Your goal:
Would you count the lines below that contain the string "target" and reply with that number only?

Task data:

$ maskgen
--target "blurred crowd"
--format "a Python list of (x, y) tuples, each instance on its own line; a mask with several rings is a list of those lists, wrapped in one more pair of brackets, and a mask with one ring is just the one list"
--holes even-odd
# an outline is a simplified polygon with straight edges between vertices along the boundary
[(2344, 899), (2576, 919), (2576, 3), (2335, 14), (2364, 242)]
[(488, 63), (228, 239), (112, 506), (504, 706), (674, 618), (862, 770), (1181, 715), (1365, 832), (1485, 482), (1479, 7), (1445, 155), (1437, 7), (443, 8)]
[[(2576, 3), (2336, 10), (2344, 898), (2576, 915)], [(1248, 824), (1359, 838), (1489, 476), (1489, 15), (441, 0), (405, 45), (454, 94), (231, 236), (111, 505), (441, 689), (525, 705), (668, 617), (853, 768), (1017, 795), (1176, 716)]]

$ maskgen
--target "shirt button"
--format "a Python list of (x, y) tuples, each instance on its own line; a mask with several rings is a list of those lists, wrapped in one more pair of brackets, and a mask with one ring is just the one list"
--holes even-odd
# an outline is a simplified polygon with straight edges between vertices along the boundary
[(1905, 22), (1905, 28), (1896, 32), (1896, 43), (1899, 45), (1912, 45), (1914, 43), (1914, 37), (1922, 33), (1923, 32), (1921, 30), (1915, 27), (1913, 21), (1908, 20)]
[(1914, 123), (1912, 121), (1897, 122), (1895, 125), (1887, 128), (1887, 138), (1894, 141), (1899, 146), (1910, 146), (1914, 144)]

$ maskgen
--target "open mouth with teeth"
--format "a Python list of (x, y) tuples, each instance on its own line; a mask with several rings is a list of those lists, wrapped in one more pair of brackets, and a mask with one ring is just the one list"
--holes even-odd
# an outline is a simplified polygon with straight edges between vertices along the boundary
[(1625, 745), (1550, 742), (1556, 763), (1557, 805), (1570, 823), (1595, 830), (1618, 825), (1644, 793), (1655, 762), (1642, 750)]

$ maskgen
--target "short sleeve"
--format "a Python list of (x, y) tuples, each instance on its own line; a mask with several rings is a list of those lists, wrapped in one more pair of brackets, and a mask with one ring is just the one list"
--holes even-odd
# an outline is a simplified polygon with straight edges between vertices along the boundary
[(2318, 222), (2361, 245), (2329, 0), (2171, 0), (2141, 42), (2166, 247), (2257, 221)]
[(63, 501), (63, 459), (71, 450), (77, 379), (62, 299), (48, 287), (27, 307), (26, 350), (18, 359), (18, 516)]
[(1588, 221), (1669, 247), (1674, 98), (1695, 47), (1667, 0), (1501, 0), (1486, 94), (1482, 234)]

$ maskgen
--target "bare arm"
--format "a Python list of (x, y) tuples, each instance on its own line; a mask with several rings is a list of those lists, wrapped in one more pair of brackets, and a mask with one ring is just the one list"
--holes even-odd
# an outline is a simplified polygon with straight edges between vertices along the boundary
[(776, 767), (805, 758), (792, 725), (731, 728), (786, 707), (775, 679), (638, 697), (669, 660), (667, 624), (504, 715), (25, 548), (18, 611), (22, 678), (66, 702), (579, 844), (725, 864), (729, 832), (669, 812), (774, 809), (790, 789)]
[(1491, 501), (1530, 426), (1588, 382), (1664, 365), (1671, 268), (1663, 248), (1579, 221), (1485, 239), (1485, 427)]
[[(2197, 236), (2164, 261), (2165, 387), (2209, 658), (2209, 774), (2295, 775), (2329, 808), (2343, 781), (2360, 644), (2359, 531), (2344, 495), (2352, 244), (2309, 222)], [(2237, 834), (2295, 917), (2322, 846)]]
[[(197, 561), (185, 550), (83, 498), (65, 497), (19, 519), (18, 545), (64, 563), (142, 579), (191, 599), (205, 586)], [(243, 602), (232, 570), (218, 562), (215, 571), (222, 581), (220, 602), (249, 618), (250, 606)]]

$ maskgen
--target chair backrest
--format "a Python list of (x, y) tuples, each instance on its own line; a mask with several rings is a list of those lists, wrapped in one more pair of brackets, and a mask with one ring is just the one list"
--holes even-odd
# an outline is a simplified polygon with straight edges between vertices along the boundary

Task response:
6